> [Dataset]
++++++

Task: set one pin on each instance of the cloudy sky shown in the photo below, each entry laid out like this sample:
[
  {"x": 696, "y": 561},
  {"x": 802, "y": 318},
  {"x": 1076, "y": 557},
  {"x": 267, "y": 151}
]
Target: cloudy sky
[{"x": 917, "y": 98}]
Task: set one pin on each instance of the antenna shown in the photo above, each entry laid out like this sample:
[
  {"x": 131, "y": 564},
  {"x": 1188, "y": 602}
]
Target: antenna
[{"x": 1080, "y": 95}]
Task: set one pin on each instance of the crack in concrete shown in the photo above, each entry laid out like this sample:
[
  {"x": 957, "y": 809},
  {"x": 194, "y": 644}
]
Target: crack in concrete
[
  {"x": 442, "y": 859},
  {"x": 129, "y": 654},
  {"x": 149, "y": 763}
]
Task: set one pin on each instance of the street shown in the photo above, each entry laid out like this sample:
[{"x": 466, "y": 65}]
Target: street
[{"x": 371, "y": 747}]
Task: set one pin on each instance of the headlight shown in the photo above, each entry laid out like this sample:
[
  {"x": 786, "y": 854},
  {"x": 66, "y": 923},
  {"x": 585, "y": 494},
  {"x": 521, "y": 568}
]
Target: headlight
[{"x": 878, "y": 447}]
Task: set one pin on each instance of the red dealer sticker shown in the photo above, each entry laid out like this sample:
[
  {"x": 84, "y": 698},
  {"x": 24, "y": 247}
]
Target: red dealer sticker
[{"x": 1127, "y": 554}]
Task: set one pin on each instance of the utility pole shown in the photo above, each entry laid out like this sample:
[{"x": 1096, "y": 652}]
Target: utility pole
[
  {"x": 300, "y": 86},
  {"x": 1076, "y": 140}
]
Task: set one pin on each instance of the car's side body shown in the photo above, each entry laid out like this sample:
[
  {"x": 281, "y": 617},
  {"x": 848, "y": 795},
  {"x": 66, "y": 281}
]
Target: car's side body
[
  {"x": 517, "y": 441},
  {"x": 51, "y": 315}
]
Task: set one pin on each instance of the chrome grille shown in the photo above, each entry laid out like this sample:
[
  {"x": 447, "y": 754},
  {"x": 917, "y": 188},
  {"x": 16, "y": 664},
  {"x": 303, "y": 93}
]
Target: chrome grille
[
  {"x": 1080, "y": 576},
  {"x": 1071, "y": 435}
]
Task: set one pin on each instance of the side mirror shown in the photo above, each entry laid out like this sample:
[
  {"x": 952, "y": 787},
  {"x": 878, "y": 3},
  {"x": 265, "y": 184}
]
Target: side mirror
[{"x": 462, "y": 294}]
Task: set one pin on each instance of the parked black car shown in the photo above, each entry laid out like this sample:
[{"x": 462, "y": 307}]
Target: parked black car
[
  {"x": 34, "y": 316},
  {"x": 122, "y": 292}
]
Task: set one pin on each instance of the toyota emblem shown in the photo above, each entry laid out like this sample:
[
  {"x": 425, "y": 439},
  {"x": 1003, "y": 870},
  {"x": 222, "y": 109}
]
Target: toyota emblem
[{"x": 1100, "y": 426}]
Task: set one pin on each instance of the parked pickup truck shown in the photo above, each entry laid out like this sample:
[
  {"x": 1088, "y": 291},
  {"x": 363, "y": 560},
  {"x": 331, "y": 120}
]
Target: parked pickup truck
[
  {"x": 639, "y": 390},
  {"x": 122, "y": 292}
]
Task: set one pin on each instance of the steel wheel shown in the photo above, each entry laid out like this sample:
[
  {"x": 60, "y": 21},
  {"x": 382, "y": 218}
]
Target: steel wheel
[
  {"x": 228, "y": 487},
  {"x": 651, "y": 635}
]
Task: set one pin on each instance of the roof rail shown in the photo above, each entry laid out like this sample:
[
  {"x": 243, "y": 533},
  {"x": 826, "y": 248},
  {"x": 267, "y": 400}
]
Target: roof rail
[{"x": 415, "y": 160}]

++++++

> [Aim of the task] Write out the whole listing verbatim.

> [Solved exercise]
Task: set one pin on each instance of the cloudy sky shown in the photo below, each entry laid out like this sample:
[
  {"x": 696, "y": 561},
  {"x": 802, "y": 318},
  {"x": 1076, "y": 557},
  {"x": 267, "y": 151}
]
Target: cloudy sky
[{"x": 917, "y": 98}]
Task: set one pin on each instance of the antenna shown in the photo above, each entry laid out like this sample:
[
  {"x": 131, "y": 564},
  {"x": 1188, "y": 602}
]
Target: antenna
[{"x": 1080, "y": 95}]
Task: set one pin on each instance of the crack in concrete shown in the photo above, each entry laid out like this sample:
[
  {"x": 957, "y": 809},
  {"x": 194, "y": 644}
]
Target: crack in concrete
[
  {"x": 442, "y": 859},
  {"x": 129, "y": 654},
  {"x": 149, "y": 763}
]
Task: set one pin on each instance of the street shown in the photo above, each entry laid out like this sample:
[{"x": 466, "y": 65}]
Target: street
[{"x": 371, "y": 747}]
Task: set one pin on each instance of the headlight shown in the photo above, each entry laid out like this sample:
[
  {"x": 786, "y": 854},
  {"x": 66, "y": 923},
  {"x": 585, "y": 494},
  {"x": 521, "y": 568}
]
Target: headlight
[{"x": 878, "y": 447}]
Task: set one pin on each instance of the red dealer sticker shown in the photo above, each entry laid out like this sample:
[
  {"x": 84, "y": 698},
  {"x": 24, "y": 247}
]
Target: red dealer sticker
[{"x": 1127, "y": 554}]
Task: set one pin on each instance of the utility pole shown in the photo above, each entry laid out like this sample:
[{"x": 1096, "y": 652}]
Target: utility pole
[
  {"x": 300, "y": 86},
  {"x": 1076, "y": 140}
]
Task: set one pin on each instance of the car's side body shown in the photo above, each entry laid out like this sample:
[
  {"x": 281, "y": 617},
  {"x": 848, "y": 795},
  {"x": 66, "y": 281}
]
Target: car's side body
[
  {"x": 517, "y": 441},
  {"x": 51, "y": 315}
]
Task: set one pin on each instance of the chrome grille shown in the photo above, each entry laid out like this sample:
[
  {"x": 447, "y": 754},
  {"x": 917, "y": 188},
  {"x": 16, "y": 664},
  {"x": 303, "y": 93}
]
Target: chrome grille
[
  {"x": 1080, "y": 576},
  {"x": 1071, "y": 435}
]
Task: set one pin on each instance of the side mirror shown in the photo above, each entry laid out like this sample:
[
  {"x": 952, "y": 787},
  {"x": 878, "y": 3},
  {"x": 265, "y": 184}
]
Target: side mirror
[{"x": 462, "y": 294}]
Task: set one pin on each instance of the parked black car shown in the photo above, each entry laid out like this sample:
[{"x": 462, "y": 307}]
Target: parked black car
[
  {"x": 34, "y": 316},
  {"x": 122, "y": 292}
]
Task: set one pin on each instance of the toyota emblem shown in the photo above, each entry laid out like this sample:
[
  {"x": 425, "y": 439},
  {"x": 1003, "y": 870},
  {"x": 222, "y": 109}
]
Target: toyota emblem
[{"x": 1100, "y": 426}]
Task: set one pin on each instance of the parked pickup truck shown in the photo above, each entry laid out like this sample:
[
  {"x": 1088, "y": 291},
  {"x": 363, "y": 560},
  {"x": 331, "y": 120}
]
Target: parked pickup truck
[
  {"x": 639, "y": 390},
  {"x": 122, "y": 292}
]
Task: set one pin on each instance of the steel wheel shown in the photo above, each entry laid out like this sample:
[
  {"x": 60, "y": 21},
  {"x": 382, "y": 218}
]
Target: steel wheel
[
  {"x": 228, "y": 487},
  {"x": 651, "y": 635}
]
Task: set one pin on each instance of the roof rail shown in the photo above, each entry laid out like this sample:
[
  {"x": 243, "y": 533},
  {"x": 826, "y": 248},
  {"x": 267, "y": 400}
]
Target: roof rail
[{"x": 415, "y": 160}]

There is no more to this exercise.